◆ Problem requirements ◆
Restate the records in full, keeping every word as it is.

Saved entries
- Opening Delimiter -

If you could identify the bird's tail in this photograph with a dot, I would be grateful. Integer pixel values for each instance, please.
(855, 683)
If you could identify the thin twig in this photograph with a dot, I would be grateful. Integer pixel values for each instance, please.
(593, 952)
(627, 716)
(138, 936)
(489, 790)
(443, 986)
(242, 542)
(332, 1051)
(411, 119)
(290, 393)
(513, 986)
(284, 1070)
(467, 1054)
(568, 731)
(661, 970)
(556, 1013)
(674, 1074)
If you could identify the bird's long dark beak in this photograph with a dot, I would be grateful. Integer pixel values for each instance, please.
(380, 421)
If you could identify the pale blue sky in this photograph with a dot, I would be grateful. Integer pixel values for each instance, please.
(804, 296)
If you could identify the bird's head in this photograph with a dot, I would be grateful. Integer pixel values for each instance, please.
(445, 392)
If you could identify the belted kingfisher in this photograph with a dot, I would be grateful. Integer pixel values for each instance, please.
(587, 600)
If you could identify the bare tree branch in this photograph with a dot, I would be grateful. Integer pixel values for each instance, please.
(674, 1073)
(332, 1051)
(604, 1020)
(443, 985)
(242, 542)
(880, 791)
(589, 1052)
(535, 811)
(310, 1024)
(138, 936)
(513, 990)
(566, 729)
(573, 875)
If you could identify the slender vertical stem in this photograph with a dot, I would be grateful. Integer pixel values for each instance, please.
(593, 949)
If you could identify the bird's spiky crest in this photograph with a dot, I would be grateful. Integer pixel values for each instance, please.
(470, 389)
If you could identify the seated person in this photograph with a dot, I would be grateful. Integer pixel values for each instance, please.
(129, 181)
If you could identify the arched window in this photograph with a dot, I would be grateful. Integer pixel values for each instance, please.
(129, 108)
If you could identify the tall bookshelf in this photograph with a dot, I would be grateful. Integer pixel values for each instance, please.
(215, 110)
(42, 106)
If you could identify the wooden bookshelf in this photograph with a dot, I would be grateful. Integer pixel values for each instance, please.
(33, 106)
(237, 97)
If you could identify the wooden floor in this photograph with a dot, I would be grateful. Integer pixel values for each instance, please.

- Closing Delimiter -

◆ Expected answer ◆
If you could identify the bird's tail in this photograph with a dot, I would be grateful. Integer pixel values for each instance, please.
(855, 683)
If you could identify the thin twig in this photograph with a dot, I would be grateful. Integer pixel values for each instance, please.
(593, 952)
(627, 716)
(138, 936)
(489, 790)
(443, 986)
(242, 542)
(332, 1051)
(411, 119)
(290, 393)
(513, 986)
(284, 1070)
(467, 1054)
(568, 731)
(661, 970)
(556, 1013)
(674, 1074)
If you could identify the bird's long dark beak in this photograph with a dot, I would be grateful. Integer pixel values for each instance, please.
(380, 421)
If you could identify the pale blue sky in this photograph with a dot, I would be grateful. Integer pixel values for each instance, please.
(804, 296)
If you could identify the bird's head in this photograph with a dot, I would be grateful. Integer pixel values for each instance, please.
(445, 392)
If you could identify the belted kingfisher in this photograph with a dot, I would be grateful. Integer pixel values for each instance, please.
(587, 600)
If you could identify the bare tree branch in this photograph with a dot, I would be grateful. Integer pixel values for each instance, please.
(674, 1073)
(332, 1051)
(604, 1020)
(443, 985)
(242, 542)
(880, 791)
(589, 1052)
(535, 811)
(310, 1024)
(138, 936)
(513, 990)
(566, 729)
(573, 875)
If you could identify the slender vertical stem in this photograph with a dot, I would be grateful. Integer pixel values for each instance, please.
(593, 949)
If you could identify the bird's spiky crest in this photograph with a dot, I would be grateful. Integer pixel values for each instance, please.
(470, 389)
If you could identify the seated person in this photograph with a dot, I would be grateful. Integer pixel values for each instance, please.
(129, 181)
If you could identify the arched window in this photograph with a dot, I would be grateful. Integer pixel values for each instance, please.
(129, 108)
If you could identify the tall bookshelf in this photograph with a dot, I would be grateful. Integer pixel values for each instance, please.
(215, 110)
(42, 106)
If you could identify the wooden bookshelf in this photograph with a dot, I would be grateful. Integer pixel values for each instance, please.
(33, 106)
(237, 97)
If you could identify the wooden floor in this photograph with a dot, I would be grateful. Integer pixel values for each instance, please.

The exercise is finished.